• **WHAT TO WORK ON**:
Copy out the passage on moving 5G signals into the C-band and the aviation industry's concerns word for word.

• **QUOTED PASSAGE**:
The impetus to move 5G signals into the C-band lay with the U.S. Federal Communications Commission. With the enthusiastic backing of the wireless industry, the agency in recent years has pushed to re-order U.S. airwaves to accommodate booming mobile data traffic. The C-band offered a virtual highway for the signals that would help the U.S. in the so-called “race to 5G” against China touted by President Donald Trump in April 2019.
The aviation industry had made its misgivings known. In a May 2018 filing with the FCC, the Air Line Pilots Association warned that altimeters were critical to avoiding catastrophes, noting a deadly 2009 crash of a Turkish Airlines jet blamed on a faulty altimeter. The pilots urged the FCC to involve the U.S. Federal Aviation Administration in its deliberations.
The FAA was working behind the scenes, funding research and participating in international groups working on the issue. But it didn’t file any formal comments with the FCC as the communications agency worked toward its February 2020 decision to let 5G into the C-band.

• **EXCERPTED RECORDS**:

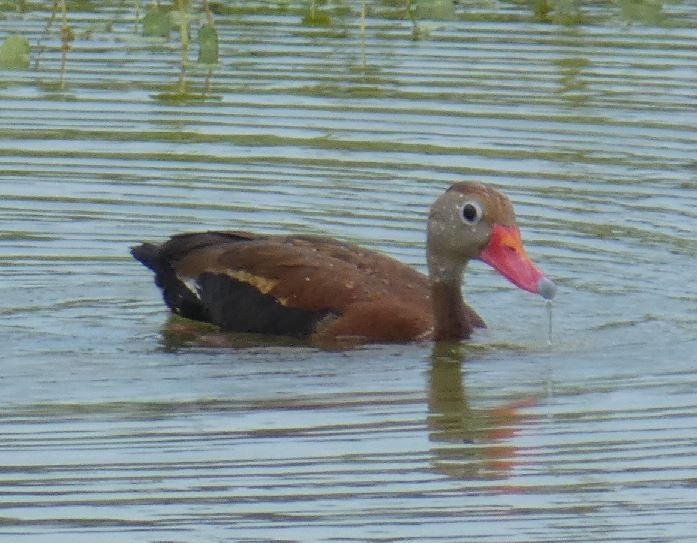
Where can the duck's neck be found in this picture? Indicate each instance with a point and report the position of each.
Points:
(450, 320)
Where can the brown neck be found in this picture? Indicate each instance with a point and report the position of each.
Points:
(450, 320)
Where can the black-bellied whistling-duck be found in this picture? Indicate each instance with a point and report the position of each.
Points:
(330, 291)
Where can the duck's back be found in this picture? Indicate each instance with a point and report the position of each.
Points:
(301, 286)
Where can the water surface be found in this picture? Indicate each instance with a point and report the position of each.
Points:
(110, 432)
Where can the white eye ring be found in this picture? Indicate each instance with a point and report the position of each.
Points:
(471, 212)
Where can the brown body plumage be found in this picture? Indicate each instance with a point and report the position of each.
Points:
(327, 290)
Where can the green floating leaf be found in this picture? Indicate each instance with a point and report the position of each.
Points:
(207, 45)
(157, 24)
(315, 17)
(14, 53)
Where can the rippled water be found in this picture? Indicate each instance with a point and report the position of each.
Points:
(110, 431)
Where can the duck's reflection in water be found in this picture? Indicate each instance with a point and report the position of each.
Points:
(469, 442)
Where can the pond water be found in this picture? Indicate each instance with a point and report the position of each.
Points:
(110, 432)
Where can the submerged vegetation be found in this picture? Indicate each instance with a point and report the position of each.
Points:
(158, 21)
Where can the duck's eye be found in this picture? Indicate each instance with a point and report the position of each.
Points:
(471, 213)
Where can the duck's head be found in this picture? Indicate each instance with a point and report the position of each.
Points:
(475, 221)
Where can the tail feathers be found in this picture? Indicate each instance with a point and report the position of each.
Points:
(178, 297)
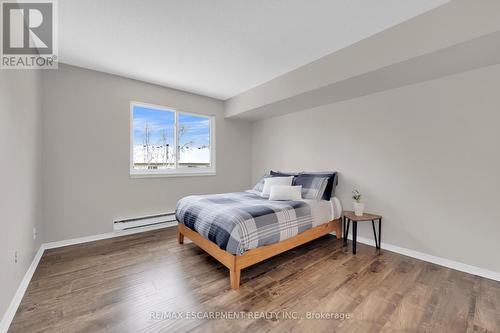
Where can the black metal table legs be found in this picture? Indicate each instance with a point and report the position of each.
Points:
(346, 223)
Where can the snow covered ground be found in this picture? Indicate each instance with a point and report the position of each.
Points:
(157, 155)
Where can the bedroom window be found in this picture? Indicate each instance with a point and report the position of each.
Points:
(168, 142)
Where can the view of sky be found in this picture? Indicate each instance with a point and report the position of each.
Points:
(161, 127)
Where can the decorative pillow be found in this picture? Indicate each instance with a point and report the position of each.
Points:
(332, 182)
(272, 181)
(260, 184)
(313, 187)
(283, 192)
(283, 174)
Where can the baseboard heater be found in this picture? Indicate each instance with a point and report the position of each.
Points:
(145, 221)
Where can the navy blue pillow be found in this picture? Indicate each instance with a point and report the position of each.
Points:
(332, 182)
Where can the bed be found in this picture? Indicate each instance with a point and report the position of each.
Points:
(243, 228)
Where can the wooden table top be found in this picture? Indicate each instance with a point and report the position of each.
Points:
(366, 216)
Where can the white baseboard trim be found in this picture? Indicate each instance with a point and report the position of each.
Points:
(474, 270)
(117, 233)
(18, 296)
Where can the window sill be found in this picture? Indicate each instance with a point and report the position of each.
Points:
(172, 174)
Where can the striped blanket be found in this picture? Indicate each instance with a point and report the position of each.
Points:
(238, 222)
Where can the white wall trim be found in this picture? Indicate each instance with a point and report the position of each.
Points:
(117, 233)
(18, 296)
(474, 270)
(23, 286)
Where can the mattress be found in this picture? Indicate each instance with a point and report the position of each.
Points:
(241, 221)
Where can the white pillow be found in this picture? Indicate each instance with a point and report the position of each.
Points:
(283, 192)
(271, 181)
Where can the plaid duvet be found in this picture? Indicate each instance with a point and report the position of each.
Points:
(238, 222)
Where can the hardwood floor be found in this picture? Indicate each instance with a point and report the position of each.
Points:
(132, 283)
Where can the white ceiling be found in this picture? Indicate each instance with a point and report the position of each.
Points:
(218, 48)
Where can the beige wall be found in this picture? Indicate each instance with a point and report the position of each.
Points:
(86, 152)
(20, 181)
(425, 156)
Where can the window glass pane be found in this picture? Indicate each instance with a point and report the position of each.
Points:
(153, 138)
(194, 141)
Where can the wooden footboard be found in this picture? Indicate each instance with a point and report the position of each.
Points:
(251, 257)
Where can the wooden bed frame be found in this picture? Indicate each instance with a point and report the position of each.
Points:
(251, 257)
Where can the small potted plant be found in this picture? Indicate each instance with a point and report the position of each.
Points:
(359, 207)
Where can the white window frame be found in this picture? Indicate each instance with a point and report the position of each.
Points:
(177, 172)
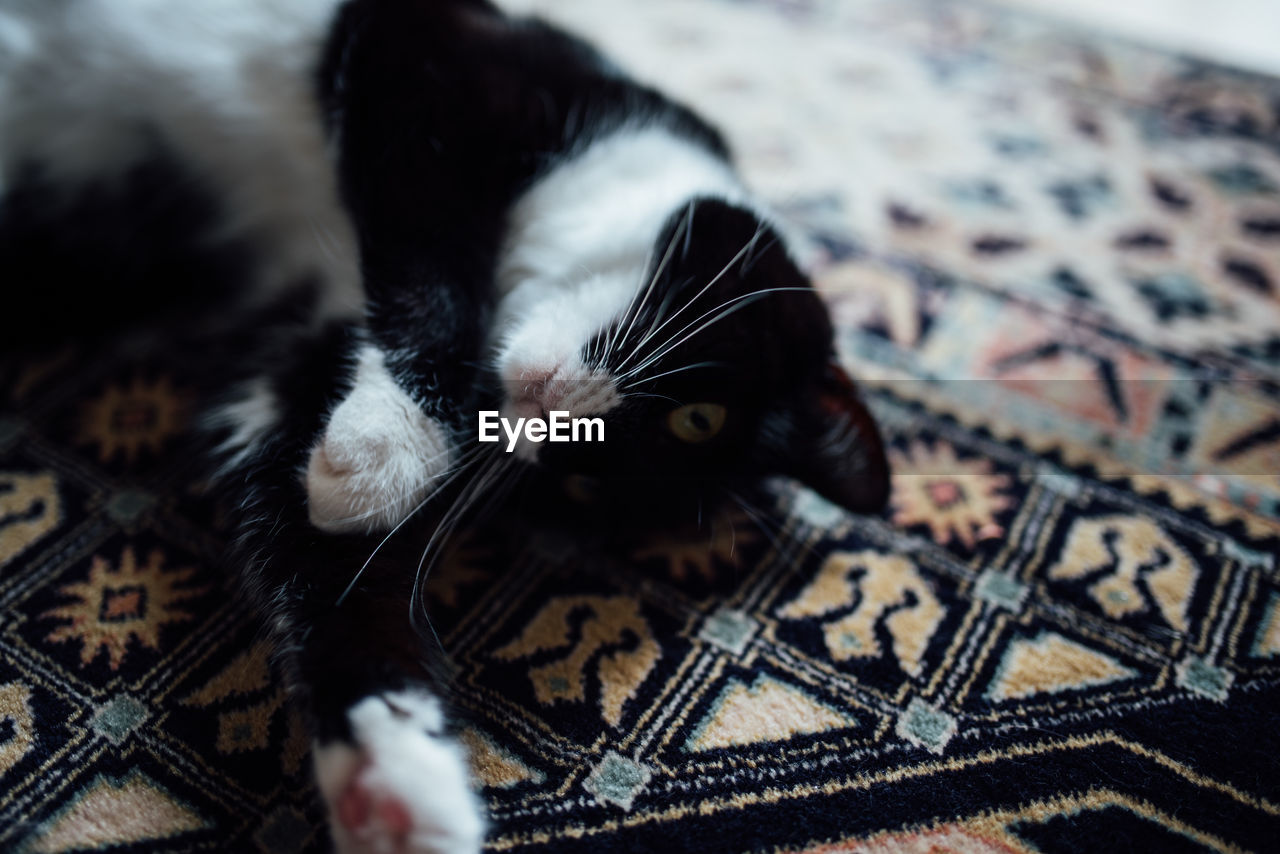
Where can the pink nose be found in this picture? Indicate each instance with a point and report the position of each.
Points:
(538, 392)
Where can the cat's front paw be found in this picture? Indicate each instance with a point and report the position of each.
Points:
(402, 786)
(378, 457)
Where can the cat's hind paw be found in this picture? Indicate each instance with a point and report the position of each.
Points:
(402, 786)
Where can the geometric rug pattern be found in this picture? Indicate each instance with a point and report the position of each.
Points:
(1054, 260)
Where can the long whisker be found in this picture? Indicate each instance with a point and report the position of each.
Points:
(685, 225)
(734, 305)
(452, 517)
(694, 298)
(649, 379)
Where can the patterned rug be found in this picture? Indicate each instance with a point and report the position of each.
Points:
(1055, 259)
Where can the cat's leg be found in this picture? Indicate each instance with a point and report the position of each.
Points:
(392, 776)
(391, 773)
(379, 456)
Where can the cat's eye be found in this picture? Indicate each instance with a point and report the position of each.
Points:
(696, 421)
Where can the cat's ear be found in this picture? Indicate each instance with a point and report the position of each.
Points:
(835, 447)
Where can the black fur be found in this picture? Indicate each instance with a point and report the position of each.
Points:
(442, 114)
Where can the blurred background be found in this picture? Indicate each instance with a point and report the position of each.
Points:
(1237, 32)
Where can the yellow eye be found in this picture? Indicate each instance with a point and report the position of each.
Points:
(696, 421)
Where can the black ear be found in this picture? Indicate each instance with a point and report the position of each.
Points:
(836, 448)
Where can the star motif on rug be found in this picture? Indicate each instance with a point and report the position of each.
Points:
(955, 498)
(120, 603)
(128, 419)
(694, 551)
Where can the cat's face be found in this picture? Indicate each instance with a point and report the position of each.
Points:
(714, 371)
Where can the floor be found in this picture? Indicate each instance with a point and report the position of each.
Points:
(1235, 32)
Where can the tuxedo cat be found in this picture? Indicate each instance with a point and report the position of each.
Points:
(378, 218)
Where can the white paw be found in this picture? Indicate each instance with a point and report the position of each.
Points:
(378, 457)
(403, 788)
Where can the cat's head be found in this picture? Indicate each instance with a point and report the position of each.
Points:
(711, 369)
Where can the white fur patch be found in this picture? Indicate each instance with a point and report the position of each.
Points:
(403, 768)
(87, 86)
(378, 457)
(579, 245)
(251, 416)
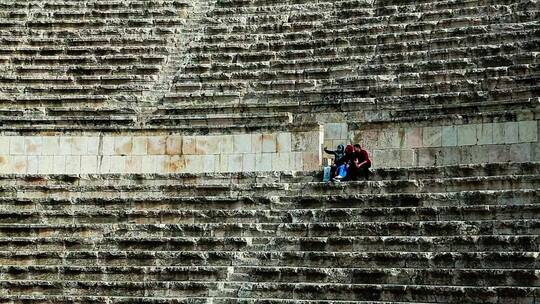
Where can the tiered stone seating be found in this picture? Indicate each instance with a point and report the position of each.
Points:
(86, 62)
(384, 55)
(425, 235)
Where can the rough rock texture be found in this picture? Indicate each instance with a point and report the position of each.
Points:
(151, 64)
(429, 235)
(426, 84)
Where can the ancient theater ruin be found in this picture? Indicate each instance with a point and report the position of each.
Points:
(171, 151)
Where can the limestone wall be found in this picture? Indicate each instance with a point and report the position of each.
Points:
(432, 144)
(106, 153)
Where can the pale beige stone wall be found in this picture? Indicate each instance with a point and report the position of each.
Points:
(438, 145)
(99, 153)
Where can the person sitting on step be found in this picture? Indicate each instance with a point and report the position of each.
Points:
(338, 153)
(342, 164)
(359, 164)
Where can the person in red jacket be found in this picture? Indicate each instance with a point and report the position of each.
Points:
(360, 164)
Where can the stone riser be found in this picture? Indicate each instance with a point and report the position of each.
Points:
(455, 277)
(350, 292)
(404, 243)
(324, 229)
(494, 258)
(277, 189)
(82, 215)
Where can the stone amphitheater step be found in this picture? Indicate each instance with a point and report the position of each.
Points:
(408, 246)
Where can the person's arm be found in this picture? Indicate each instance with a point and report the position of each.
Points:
(329, 151)
(366, 159)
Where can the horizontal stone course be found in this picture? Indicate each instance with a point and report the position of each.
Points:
(160, 154)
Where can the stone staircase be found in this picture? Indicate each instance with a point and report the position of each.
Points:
(423, 235)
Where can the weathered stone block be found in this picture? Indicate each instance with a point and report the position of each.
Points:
(174, 145)
(208, 145)
(223, 163)
(46, 164)
(367, 138)
(528, 131)
(139, 145)
(387, 158)
(189, 145)
(311, 161)
(50, 146)
(32, 166)
(498, 133)
(17, 164)
(242, 143)
(59, 164)
(156, 145)
(413, 137)
(176, 164)
(256, 143)
(118, 164)
(107, 145)
(104, 164)
(226, 144)
(248, 162)
(148, 164)
(499, 154)
(484, 133)
(235, 162)
(92, 145)
(449, 136)
(296, 161)
(432, 136)
(520, 152)
(79, 145)
(263, 162)
(33, 145)
(451, 155)
(466, 135)
(281, 161)
(89, 164)
(73, 164)
(269, 143)
(123, 145)
(4, 145)
(16, 145)
(134, 164)
(511, 132)
(389, 138)
(428, 157)
(335, 131)
(305, 141)
(408, 158)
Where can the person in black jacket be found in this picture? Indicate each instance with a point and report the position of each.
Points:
(338, 153)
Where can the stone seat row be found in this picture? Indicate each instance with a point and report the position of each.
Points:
(71, 252)
(452, 277)
(370, 25)
(276, 291)
(77, 215)
(389, 53)
(313, 69)
(103, 50)
(246, 231)
(476, 202)
(399, 86)
(362, 97)
(385, 42)
(444, 18)
(100, 40)
(276, 189)
(455, 172)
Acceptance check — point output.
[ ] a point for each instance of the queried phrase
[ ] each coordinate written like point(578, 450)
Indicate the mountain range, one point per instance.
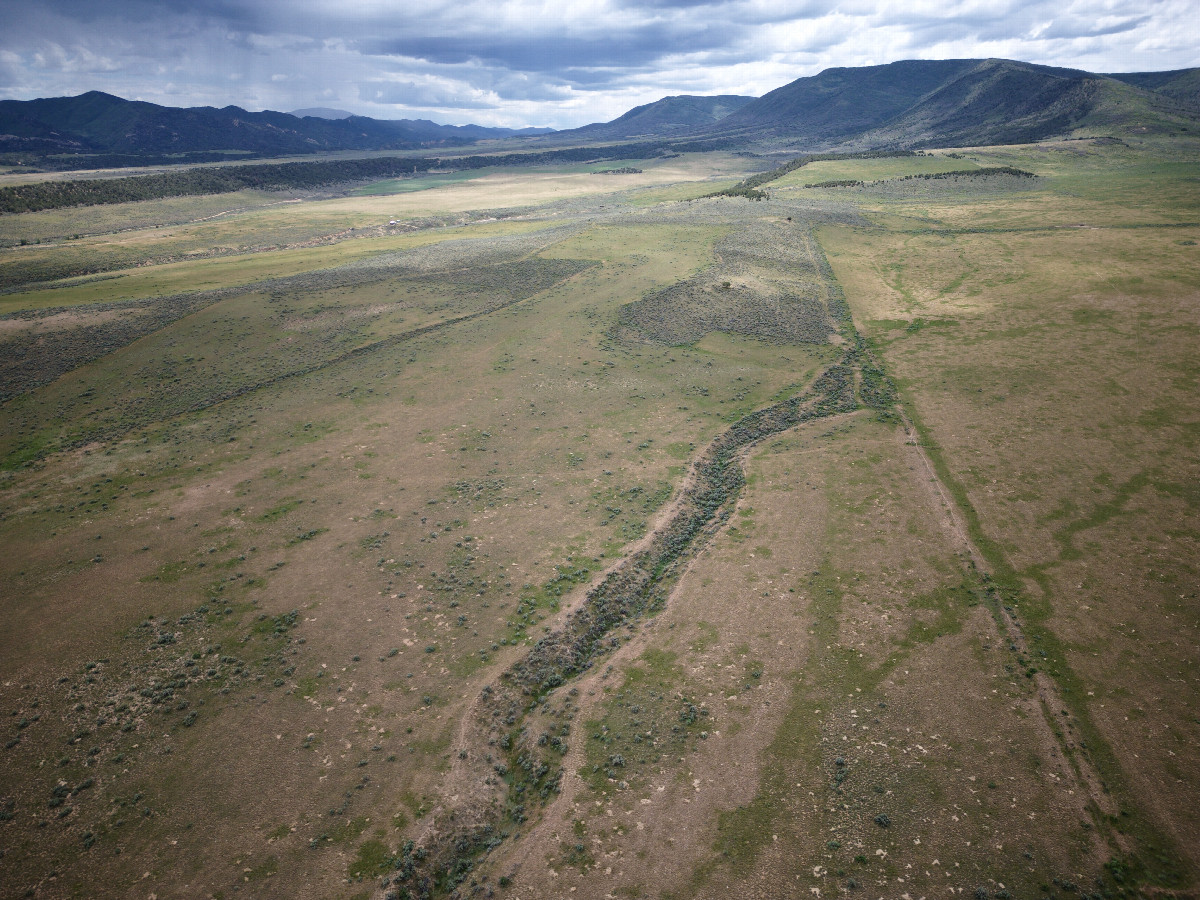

• **RESULT BELOW**:
The impetus to move 5G signals into the C-band lay with the U.S. Federal Communications Commission. With the enthusiastic backing of the wireless industry, the agency in recent years has pushed to re-order U.S. airwaves to accommodate booming mobile data traffic. The C-band offered a virtual highway for the signals that would help the U.S. in the so-called “race to 5G” against China touted by President Donald Trump in April 2019.
The aviation industry had made its misgivings known. In a May 2018 filing with the FCC, the Air Line Pilots Association warned that altimeters were critical to avoiding catastrophes, noting a deadly 2009 crash of a Turkish Airlines jet blamed on a faulty altimeter. The pilots urged the FCC to involve the U.S. Federal Aviation Administration in its deliberations.
The FAA was working behind the scenes, funding research and participating in international groups working on the issue. But it didn’t file any formal comments with the FCC as the communications agency worked toward its February 2020 decision to let 5G into the C-band.